### Extract to read
--

Take Shelter might have been a dull picture with any other front
man, but Shannon does fantastic work in an Oscar-snubbed lead performance as Curtis,
a family man haunted by nightmares of an impending apocalypse. As his behavior becomes increasingly
obsessive and erratic, Curtis risks alienating his wife (Jessica Chastain), who’s
especially worried about the fate of their deaf daughter and what will happen
to the family if Curtis’s burgeoning psychosis threatens his own employment as
a construction worker. This is not a movie
where much happens; instead, the film relies on the capable performances of
Shannon and Chastain, who are more than believable as beleaguered Midwestern
spouses. The film is undeniably
Shannon’s, his clairvoyance/psychosis (depending on how you read the film)

--

### Exercise
In the review of Take Shelter above, what is Curtis's job?

--

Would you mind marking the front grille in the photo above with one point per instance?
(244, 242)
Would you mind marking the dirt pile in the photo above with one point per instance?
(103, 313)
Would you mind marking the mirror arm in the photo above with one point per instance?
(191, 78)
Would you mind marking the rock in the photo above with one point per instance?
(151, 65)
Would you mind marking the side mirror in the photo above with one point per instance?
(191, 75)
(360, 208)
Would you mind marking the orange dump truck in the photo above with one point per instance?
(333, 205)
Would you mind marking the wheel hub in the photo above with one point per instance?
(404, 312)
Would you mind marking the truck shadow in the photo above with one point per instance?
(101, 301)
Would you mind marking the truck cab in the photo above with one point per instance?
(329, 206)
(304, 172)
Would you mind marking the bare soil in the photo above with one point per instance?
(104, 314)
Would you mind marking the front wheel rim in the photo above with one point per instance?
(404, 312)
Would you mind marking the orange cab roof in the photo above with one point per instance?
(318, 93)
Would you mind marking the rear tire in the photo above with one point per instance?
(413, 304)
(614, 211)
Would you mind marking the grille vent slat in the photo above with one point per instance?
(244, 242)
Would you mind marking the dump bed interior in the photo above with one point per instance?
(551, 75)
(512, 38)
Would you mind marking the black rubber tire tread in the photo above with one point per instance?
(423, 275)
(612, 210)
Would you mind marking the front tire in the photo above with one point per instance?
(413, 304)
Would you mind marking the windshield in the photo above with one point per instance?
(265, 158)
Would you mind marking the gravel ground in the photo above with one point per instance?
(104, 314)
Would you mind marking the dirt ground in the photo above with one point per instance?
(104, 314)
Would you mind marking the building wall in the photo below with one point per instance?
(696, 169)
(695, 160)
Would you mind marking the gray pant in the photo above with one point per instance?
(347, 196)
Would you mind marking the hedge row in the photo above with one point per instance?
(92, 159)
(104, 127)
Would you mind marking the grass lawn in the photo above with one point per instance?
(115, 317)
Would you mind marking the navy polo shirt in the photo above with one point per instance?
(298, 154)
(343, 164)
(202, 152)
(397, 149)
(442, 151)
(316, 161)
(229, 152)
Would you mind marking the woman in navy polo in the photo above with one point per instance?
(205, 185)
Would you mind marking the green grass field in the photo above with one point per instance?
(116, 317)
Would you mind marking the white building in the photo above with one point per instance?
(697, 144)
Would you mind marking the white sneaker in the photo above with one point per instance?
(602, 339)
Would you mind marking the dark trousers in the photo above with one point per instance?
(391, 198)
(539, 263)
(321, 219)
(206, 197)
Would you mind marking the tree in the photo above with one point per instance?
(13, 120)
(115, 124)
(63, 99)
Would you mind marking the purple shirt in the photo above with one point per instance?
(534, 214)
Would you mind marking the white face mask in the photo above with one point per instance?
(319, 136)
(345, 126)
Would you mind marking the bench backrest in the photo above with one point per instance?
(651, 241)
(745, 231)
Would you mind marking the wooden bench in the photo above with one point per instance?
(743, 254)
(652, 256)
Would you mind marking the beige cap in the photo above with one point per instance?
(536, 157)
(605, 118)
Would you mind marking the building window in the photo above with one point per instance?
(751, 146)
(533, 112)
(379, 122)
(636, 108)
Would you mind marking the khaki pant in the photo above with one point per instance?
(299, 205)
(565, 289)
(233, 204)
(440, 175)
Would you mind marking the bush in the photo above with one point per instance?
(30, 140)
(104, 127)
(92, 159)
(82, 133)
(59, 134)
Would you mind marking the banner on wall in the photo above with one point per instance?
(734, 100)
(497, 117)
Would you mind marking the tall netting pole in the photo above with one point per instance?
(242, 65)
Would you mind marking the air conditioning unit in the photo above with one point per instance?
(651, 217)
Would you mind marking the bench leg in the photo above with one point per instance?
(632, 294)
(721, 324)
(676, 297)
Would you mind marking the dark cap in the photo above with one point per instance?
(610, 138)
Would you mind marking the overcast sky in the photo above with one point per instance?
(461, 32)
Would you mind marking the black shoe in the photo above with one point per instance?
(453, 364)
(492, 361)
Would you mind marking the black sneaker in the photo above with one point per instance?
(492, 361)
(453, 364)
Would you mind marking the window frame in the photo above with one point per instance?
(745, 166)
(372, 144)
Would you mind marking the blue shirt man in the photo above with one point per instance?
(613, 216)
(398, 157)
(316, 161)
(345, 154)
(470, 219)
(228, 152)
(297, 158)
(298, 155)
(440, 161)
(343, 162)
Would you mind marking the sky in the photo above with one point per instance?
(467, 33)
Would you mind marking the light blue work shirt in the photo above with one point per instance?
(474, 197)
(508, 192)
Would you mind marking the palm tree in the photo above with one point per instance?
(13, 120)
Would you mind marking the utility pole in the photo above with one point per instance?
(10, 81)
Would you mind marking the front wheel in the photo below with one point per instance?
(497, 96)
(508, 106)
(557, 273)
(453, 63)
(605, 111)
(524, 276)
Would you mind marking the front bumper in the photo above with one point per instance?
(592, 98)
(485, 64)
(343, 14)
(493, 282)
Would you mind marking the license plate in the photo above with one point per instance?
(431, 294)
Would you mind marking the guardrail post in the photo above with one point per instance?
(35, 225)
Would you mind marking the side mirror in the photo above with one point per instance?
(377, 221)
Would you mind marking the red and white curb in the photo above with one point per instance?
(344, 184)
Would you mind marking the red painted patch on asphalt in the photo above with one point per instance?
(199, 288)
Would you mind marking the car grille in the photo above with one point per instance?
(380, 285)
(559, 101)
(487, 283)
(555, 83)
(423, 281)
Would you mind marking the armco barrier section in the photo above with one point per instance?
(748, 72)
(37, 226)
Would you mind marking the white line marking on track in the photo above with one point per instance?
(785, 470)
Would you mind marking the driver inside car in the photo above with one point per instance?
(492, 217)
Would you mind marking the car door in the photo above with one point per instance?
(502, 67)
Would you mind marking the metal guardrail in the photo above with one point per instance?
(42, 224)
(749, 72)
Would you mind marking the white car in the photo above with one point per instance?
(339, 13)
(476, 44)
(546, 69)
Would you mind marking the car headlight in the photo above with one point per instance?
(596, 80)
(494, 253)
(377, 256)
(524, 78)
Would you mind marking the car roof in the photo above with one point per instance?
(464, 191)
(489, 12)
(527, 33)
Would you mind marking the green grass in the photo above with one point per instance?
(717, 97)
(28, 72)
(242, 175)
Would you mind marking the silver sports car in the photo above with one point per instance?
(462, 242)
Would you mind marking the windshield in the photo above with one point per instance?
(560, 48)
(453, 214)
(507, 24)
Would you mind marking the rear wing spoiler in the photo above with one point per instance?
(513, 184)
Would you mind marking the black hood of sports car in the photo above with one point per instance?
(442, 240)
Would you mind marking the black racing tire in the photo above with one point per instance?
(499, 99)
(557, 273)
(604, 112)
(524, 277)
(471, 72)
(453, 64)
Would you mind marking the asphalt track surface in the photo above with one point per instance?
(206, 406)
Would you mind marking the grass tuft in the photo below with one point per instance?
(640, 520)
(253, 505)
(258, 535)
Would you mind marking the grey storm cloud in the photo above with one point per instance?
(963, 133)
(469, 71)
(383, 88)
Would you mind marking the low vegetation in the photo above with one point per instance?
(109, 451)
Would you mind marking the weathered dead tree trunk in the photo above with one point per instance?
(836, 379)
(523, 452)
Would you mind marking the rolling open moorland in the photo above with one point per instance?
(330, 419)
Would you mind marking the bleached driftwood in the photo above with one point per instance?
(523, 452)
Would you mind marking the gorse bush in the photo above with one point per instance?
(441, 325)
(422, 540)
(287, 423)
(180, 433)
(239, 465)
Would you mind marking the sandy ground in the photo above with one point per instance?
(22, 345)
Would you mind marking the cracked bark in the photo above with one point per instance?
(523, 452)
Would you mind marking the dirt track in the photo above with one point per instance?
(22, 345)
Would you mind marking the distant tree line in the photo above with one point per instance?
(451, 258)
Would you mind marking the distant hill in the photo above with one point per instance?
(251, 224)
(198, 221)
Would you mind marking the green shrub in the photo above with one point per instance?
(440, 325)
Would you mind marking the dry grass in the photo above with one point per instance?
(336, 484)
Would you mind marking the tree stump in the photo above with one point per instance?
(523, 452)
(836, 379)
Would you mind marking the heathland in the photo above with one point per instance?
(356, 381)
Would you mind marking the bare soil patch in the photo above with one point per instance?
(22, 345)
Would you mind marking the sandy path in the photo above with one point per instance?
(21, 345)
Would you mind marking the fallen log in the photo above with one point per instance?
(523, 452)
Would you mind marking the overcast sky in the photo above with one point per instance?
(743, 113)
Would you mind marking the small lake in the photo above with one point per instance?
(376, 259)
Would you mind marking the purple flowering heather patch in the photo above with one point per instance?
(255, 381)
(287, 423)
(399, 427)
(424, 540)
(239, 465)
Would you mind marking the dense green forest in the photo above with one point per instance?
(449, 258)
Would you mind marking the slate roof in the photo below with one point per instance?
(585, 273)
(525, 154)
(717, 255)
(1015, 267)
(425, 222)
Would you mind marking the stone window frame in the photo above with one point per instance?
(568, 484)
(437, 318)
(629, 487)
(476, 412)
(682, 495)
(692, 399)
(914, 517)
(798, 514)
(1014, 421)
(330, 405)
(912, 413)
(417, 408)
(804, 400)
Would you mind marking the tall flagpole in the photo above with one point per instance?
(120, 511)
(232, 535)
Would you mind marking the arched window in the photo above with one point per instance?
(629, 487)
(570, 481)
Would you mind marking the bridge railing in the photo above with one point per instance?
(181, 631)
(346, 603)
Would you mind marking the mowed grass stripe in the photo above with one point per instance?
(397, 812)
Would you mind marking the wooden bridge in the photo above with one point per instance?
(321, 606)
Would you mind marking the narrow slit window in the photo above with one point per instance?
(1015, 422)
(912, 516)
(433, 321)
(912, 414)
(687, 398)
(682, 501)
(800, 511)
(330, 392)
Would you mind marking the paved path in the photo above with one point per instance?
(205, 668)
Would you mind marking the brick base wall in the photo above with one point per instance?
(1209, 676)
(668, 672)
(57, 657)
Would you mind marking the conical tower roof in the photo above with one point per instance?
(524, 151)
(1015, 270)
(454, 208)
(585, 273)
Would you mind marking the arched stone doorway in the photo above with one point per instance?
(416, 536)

--

### Task solution
He is a construction worker.